= Records to process =
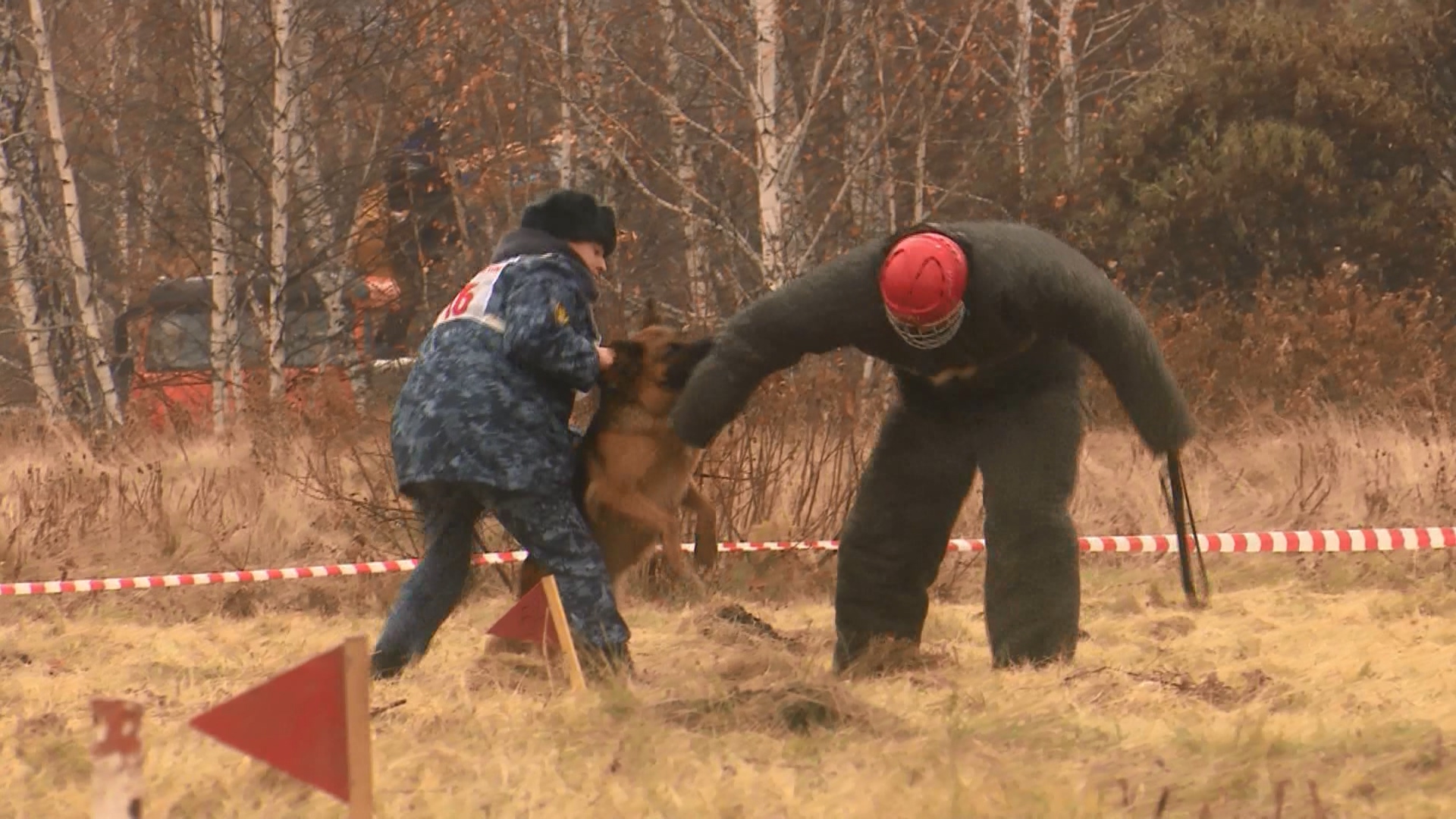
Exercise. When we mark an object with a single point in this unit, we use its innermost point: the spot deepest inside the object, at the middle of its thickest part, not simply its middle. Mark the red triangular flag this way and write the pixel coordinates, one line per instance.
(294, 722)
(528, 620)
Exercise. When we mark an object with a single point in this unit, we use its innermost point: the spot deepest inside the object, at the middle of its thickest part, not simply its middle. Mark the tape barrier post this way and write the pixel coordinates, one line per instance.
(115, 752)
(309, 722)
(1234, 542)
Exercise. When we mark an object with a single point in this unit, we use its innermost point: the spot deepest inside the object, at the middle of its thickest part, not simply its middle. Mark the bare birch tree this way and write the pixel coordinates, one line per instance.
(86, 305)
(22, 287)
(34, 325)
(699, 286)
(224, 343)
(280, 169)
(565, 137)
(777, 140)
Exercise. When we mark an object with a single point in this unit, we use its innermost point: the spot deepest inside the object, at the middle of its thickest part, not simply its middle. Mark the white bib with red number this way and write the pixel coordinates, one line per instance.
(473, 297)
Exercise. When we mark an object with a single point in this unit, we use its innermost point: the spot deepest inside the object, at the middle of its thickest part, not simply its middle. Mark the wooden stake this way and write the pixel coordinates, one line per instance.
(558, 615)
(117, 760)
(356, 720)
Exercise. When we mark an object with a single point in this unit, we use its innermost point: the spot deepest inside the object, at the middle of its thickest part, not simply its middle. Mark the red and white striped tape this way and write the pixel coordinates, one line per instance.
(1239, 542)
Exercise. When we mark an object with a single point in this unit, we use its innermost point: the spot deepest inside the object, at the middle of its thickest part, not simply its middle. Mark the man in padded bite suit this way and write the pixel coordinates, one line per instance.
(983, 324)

...

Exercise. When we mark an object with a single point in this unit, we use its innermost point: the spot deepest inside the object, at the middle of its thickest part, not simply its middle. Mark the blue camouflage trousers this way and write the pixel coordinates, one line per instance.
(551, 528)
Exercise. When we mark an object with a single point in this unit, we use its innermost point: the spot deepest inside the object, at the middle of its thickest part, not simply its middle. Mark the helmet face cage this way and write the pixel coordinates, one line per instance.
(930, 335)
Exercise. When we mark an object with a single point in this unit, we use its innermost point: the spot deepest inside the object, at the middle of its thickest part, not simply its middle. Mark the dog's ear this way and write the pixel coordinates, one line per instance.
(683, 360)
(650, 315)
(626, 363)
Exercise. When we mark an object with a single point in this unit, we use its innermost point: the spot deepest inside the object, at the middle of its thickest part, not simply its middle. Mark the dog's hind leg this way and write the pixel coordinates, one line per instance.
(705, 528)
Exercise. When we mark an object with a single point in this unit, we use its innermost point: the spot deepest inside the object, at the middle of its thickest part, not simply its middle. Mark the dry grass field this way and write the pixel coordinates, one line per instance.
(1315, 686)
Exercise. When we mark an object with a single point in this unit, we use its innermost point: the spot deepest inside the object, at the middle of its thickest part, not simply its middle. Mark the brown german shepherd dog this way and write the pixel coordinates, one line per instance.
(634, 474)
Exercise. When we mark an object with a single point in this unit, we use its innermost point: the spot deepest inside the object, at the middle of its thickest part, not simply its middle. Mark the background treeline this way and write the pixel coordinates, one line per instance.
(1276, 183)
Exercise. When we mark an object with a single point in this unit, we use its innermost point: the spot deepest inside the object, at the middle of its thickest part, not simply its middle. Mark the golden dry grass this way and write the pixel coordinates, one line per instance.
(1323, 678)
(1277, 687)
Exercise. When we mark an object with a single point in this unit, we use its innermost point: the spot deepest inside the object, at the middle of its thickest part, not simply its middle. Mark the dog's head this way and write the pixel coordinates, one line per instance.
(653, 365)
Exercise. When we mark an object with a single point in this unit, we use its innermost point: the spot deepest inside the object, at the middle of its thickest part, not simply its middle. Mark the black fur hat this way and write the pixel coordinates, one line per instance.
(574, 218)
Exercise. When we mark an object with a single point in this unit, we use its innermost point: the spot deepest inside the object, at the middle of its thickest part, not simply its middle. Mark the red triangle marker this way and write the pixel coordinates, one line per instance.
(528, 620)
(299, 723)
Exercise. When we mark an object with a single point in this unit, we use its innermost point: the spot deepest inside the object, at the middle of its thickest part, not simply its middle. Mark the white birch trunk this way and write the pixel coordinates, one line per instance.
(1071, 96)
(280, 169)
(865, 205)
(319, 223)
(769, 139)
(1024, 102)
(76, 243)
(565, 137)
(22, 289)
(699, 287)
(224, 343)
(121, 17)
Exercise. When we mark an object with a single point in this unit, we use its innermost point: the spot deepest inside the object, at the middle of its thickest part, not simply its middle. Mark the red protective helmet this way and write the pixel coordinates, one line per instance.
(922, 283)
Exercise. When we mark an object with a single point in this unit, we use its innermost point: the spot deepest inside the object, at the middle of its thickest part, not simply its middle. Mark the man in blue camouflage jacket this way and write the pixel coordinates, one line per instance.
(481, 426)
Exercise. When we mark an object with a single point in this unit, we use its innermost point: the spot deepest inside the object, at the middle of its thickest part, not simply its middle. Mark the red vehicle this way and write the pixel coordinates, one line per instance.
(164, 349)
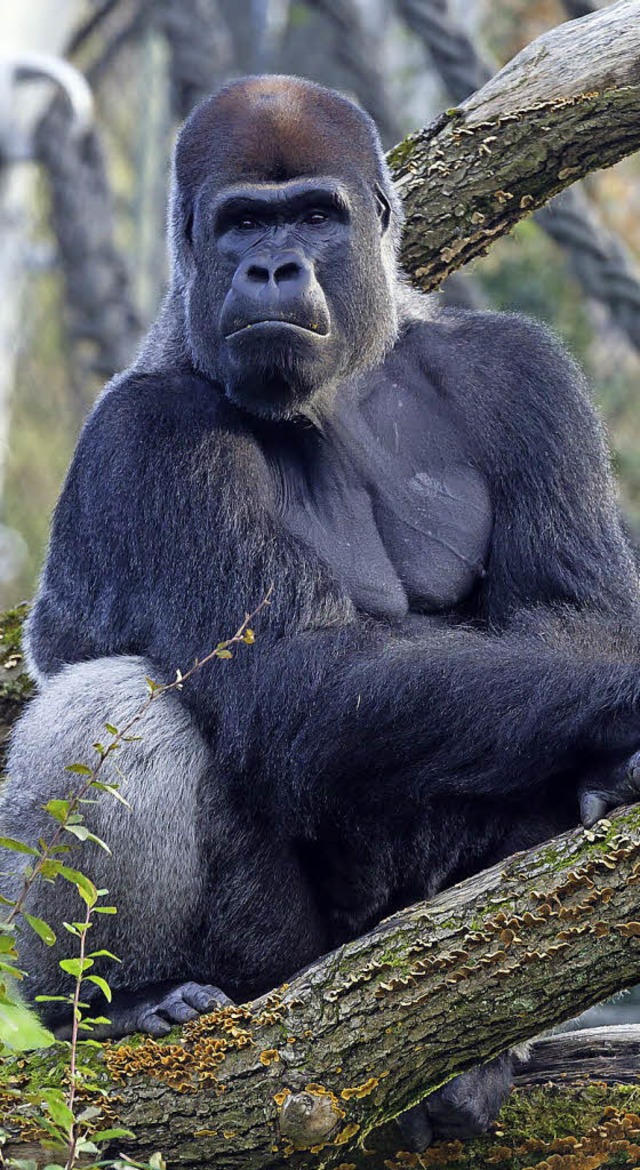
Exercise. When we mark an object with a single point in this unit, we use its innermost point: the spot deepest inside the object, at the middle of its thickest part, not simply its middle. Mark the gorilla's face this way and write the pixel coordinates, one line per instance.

---

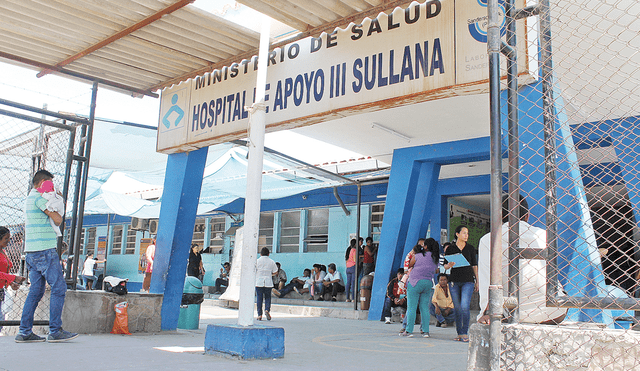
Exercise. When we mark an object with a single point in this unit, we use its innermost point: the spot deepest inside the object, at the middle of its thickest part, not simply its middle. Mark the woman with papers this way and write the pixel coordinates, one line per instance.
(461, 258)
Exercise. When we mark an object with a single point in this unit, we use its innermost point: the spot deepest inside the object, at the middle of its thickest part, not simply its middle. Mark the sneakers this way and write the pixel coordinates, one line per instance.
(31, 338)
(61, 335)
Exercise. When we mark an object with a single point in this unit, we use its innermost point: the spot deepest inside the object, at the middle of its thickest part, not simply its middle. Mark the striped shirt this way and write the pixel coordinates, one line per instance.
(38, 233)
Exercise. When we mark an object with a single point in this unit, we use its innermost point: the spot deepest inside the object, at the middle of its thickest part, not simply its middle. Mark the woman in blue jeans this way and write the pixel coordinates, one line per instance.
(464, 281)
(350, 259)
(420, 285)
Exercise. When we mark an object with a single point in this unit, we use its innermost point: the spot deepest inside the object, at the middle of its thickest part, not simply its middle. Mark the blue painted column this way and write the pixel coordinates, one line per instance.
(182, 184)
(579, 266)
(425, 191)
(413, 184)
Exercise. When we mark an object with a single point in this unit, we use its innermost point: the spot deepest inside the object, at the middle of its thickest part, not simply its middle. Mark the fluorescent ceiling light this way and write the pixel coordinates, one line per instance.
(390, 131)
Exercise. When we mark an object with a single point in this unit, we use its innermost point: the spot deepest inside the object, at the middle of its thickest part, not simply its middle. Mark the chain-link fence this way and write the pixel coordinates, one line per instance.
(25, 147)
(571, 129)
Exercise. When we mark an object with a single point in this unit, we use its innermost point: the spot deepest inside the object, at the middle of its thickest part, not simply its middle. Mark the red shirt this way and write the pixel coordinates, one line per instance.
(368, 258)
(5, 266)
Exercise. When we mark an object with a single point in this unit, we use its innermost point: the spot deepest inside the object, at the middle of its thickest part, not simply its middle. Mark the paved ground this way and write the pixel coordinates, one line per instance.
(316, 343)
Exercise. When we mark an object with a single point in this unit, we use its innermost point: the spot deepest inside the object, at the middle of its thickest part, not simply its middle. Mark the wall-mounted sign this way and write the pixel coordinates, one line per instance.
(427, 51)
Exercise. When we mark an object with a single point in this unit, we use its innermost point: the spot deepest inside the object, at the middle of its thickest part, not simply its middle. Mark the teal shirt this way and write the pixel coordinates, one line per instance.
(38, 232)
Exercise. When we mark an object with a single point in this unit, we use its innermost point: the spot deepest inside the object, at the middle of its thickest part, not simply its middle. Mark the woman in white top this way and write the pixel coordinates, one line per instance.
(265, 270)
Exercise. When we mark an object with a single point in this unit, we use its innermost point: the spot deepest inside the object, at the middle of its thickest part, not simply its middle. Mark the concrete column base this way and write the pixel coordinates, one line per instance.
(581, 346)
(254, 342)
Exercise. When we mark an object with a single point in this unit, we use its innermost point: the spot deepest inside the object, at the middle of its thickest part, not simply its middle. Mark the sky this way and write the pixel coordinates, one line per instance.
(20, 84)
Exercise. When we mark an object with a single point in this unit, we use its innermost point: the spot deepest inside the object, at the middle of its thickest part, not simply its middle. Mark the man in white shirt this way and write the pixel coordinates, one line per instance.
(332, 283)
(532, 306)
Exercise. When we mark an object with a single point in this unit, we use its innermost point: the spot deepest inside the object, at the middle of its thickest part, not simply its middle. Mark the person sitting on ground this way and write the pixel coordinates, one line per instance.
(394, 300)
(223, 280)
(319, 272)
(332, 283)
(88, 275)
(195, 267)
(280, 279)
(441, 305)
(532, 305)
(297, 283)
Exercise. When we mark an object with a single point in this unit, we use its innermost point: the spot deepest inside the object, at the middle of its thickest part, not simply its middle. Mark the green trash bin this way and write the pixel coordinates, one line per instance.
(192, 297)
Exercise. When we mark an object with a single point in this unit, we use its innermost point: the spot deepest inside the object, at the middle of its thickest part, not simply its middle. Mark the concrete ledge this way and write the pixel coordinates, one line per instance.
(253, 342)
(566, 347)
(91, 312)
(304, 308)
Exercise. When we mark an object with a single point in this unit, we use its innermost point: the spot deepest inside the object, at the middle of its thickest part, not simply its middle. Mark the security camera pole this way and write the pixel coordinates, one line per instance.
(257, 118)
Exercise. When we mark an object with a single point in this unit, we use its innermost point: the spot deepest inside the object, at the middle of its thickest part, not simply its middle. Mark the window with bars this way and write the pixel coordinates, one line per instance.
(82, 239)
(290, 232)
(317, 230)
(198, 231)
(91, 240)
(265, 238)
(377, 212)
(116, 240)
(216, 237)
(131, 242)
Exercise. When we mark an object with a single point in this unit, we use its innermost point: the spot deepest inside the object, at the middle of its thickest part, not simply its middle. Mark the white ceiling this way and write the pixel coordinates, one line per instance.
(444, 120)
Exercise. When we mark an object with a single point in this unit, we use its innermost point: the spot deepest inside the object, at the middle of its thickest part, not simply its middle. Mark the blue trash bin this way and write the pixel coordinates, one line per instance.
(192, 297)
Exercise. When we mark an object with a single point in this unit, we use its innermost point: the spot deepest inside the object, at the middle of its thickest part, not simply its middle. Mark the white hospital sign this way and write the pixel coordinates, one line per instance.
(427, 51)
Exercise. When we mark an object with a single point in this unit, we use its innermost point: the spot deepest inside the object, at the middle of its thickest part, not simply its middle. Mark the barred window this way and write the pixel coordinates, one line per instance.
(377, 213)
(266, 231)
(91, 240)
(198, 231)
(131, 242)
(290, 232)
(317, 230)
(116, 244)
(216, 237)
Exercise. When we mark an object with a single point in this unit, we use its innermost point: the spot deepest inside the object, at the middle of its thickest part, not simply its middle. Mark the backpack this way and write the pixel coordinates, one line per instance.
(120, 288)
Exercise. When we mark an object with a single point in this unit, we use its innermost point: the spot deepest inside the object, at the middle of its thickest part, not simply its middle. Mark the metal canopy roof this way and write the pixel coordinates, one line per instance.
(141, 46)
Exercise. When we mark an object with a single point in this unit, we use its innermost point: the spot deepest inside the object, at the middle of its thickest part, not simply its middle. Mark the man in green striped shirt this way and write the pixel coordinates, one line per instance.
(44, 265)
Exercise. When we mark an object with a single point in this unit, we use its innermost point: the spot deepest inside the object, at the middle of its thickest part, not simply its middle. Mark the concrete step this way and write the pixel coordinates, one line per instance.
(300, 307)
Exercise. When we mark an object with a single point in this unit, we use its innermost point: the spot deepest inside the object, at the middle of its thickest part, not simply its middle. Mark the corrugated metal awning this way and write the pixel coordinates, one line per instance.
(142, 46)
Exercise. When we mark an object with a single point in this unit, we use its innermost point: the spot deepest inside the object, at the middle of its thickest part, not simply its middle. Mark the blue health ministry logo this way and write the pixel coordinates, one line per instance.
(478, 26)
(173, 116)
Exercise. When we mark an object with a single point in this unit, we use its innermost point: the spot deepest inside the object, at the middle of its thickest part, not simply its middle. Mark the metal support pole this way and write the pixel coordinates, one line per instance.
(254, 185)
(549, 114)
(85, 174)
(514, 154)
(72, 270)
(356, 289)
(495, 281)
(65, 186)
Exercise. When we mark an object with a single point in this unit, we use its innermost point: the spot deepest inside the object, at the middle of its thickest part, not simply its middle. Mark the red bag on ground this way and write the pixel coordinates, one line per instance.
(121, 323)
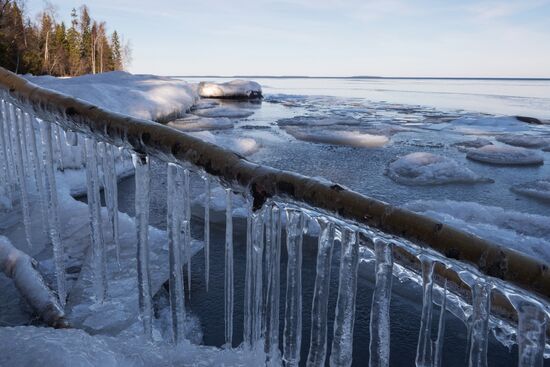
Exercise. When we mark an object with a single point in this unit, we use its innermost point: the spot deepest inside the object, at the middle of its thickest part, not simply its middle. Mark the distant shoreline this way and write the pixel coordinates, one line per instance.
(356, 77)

= What is needed =
Express the part that opens with the line containing "the red triangular" and closes with the line containing "(1234, 542)" as a two-column CSV headed instruction and points. Make one row for each line starting with "Exercise." together with the coordinate lines under it, each value in one quoted field with line breaks turned into spaces.

= Answer in full =
instruction,points
"Exercise. When we mark an object with a single point in this unit, we use its innermost point: the spot deepest inside the object, at the middle of its thickest part, not simply its middle. Mark the red triangular flag this way and write the pixel coordinates, one line per instance.","(294, 722) (528, 620)"
"Exercise. When we mark an object with a single point in this unit, we use its innermost point: the spot deepest inside the object, at the middle of its thickest part, not simply its middle. Mark the tape barrier post this way and write the pixel coordinates, one line per instance.","(115, 752) (309, 722) (1234, 542)"